(Items from a data source)
........
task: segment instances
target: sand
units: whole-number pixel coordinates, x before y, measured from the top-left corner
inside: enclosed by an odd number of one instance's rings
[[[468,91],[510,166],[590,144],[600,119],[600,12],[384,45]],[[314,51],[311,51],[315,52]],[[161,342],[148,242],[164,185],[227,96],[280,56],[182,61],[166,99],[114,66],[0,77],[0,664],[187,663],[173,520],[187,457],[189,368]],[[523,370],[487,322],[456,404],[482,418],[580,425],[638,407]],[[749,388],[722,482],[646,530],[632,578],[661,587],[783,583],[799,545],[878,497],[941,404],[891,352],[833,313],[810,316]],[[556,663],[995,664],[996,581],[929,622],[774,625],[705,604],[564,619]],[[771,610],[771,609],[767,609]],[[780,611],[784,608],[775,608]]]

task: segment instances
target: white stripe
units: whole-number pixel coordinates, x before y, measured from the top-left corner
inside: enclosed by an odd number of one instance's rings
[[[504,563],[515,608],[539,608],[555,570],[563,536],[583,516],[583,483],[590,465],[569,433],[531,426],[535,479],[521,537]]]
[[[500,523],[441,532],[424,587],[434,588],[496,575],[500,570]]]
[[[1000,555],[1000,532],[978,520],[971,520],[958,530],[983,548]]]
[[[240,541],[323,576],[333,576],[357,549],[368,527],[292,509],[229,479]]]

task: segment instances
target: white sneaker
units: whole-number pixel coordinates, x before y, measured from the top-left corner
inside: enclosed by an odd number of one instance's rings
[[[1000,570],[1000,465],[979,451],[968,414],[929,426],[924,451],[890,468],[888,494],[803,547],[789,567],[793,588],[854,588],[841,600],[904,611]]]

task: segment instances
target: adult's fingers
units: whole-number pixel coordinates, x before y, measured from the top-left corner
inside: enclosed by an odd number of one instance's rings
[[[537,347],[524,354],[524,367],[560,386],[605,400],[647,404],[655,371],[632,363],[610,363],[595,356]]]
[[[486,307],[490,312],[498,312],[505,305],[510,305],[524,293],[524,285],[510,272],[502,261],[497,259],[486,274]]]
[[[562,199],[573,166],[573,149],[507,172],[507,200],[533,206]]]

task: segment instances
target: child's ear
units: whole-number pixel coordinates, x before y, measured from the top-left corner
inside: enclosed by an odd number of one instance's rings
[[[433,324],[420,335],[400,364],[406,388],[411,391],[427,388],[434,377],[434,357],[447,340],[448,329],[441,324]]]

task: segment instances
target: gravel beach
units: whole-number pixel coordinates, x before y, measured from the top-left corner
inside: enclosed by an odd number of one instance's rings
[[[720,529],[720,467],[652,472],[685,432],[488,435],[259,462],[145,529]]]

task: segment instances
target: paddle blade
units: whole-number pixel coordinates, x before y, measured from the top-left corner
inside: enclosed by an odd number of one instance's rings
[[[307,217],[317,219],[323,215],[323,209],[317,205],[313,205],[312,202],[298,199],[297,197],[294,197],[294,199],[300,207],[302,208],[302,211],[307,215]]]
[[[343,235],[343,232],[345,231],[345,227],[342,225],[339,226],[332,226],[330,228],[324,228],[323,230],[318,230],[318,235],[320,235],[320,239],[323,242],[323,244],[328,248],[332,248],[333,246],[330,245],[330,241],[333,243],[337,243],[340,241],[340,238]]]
........
*EXERCISE PROMPT:*
Repeat every line from the first one down to the line containing "[[[562,199],[573,166],[573,149],[507,172],[507,200],[533,206]]]", including both of those lines.

*TASK ANSWER:*
task: segment instances
target: sand
units: whole-number pixel coordinates, x before y, measured from the top-left corner
inside: enclosed by an odd number of one instance's rings
[[[468,91],[510,166],[590,144],[600,119],[600,12],[384,45]],[[314,51],[311,51],[315,52]],[[161,342],[148,242],[164,185],[227,96],[280,56],[182,61],[166,99],[114,66],[0,77],[0,664],[187,663],[173,520],[187,457],[189,368]],[[523,370],[487,322],[456,404],[482,418],[580,425],[638,407]],[[749,388],[722,482],[646,530],[632,578],[661,587],[783,583],[799,545],[878,497],[941,404],[891,352],[833,313],[810,316]],[[556,663],[995,664],[996,581],[929,622],[774,625],[705,604],[564,619]],[[771,610],[771,609],[767,609]],[[780,611],[784,608],[775,608]]]

task: segment instances
target: white stripe
units: whole-number pixel coordinates, x before y, measured from the top-left corner
inside: enclosed by an odd number of one instance's rings
[[[504,563],[515,608],[539,608],[555,570],[563,536],[583,516],[583,483],[590,465],[569,433],[531,426],[535,479],[521,537]]]
[[[500,523],[441,532],[424,587],[434,588],[496,575],[500,570]]]
[[[1000,555],[1000,532],[978,520],[971,520],[958,530],[983,548]]]
[[[240,541],[323,576],[333,576],[357,549],[368,527],[292,509],[229,479]]]

task: segment instances
target: white sneaker
units: whole-number pixel coordinates, x before y, measured from the top-left corner
inside: enclosed by an odd number of one instance's rings
[[[1000,570],[1000,465],[979,451],[968,414],[929,426],[924,451],[890,468],[888,494],[803,547],[789,567],[793,588],[854,588],[841,600],[904,611]]]

task: segment instances
target: adult's fingers
units: whole-number pixel coordinates, x before y, measured from the top-left corner
inside: enclosed by an odd number of one instance's rings
[[[537,347],[524,354],[524,367],[560,386],[605,400],[647,404],[655,371],[632,363],[610,363],[595,356]]]
[[[486,307],[490,312],[498,312],[505,305],[510,305],[524,293],[524,285],[510,272],[502,261],[497,259],[486,274]]]
[[[562,199],[573,166],[573,149],[507,172],[507,200],[533,206]]]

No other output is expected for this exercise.